24 de agosto de 2017 – Quinta-feira – São Bartolomeu Apostolo

 

Bartolomeu é um dos doze apóstolos e identificado com Natanael de Caná (cf. Evangelho de hoje). Segundo a tradição, ele sofreu o martírio na Armênia (país que se tornou o primeiro estado com a religião cristão em 300 d.C. e em 1915, sofreu um genocídio até hoje negado pelos turcos). No painel da Capela Sixtina que mostra o juízo final, Bartolomeu é retratado  segurando a sua pele (que foi tirada no martírio) com a feições do próprio pintor Miguelângelo (1540).

Leitura: Ap 21,9-14

A leitura faz alusão à visão anunciada no evangelho de hoje: “Vereis o céu aberto e os anjos de Deus subindo e descendo sobre o Filho do Homem” (Jo 1,51). Nos capítulos finais do Apocalipse de S. João, a nova relação que existe entre Deus e os homens é apresentada como “novo céu e nova terra” (v. 1; cf. Is 65,17-25). A Nova Jerusalém é a cidade que Deus vai construir como dom (vem “do céu”, v. 2) para os seres humanos. Na leitura de hoje, João descreve a nova humanidade como cidade perfeita e deslumbrante.

# [Registros de dados]
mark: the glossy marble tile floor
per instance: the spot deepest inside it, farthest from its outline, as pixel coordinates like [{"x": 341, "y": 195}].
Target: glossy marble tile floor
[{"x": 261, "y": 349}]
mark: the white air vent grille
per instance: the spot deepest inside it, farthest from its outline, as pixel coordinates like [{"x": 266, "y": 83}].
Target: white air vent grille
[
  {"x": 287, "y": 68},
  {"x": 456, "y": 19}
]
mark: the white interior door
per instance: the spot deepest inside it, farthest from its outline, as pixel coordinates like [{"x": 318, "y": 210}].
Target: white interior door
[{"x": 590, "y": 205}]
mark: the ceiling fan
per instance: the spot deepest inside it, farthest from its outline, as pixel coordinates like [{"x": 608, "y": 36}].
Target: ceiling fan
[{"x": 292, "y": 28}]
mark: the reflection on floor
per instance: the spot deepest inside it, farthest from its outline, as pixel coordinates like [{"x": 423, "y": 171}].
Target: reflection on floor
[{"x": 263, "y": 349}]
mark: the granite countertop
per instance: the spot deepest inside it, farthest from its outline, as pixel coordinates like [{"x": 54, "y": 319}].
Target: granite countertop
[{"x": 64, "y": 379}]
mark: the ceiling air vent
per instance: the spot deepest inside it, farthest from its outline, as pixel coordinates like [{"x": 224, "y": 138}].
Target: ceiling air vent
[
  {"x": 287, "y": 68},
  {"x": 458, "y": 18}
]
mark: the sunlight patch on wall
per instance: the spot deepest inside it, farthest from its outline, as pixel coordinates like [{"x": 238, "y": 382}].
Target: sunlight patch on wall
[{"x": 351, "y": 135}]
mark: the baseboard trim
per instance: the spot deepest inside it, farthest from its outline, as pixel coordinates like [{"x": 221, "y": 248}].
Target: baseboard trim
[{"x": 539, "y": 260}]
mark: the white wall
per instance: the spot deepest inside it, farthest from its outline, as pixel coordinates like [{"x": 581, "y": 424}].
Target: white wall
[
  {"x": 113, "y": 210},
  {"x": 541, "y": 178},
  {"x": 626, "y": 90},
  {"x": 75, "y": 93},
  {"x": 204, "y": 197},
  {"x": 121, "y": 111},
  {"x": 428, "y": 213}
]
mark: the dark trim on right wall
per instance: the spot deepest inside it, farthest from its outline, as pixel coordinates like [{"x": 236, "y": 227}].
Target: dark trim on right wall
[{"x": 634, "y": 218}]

# [Requisito A]
Responda, com base no texto sobre São Bartolomeu:
(i) Segundo a tradição, em que país Bartolomeu sofreu o martírio?
(ii) No painel da Capela Sixtina, Bartolomeu aparece com as feições de qual pintor?
(iii) Que nome recebe a cidade que Deus vai construir como dom para os seres humanos?
# [Requisito B]
Por favor, prossiga com o texto sobre São Bartolomeu e a leitura do Apocalipse, a partir do ponto em que ele para.

# [Resultado da tarefa A]
(i) Na Armênia.
(ii) Miguelângelo.
(iii) Nova Jerusalém.

# [Resultado da tarefa B]
Um dos setes anjos… veio até mim e disse-me: “Venha! Vou lhe mostrar a esposa, a mulher do Cordeiro.” E me levou em espírito até um grande e alto monte. E mostrou para mim a Cidade Santa, Jerusalém que descia do céu, de junto de Deus, com a glória de Deus (vv. 9-11a).

A descrição da cidade-noiva (21,9-22,5) é inspirada em grande parte na última seção de Ezequiel, caps. 40-48. Mas não se encontra em Ez que visão desta cidade é a visão da noiva, a “esposa/mulher do Cordeiro” (cf. 5,6-13; 19,7; Jo 1,29; 3,29)

O Antigo Testamento (AT) preparou generosamente esse símbolo com a imagem de Yhwh esposo e a comunidade ou a capital esposa (Os 2; Is 1,21-25; 5,1-7; 49; 54; 62; Jr 2,1; 3,1-5; 31,21-22; Ez 16; Br 4-5).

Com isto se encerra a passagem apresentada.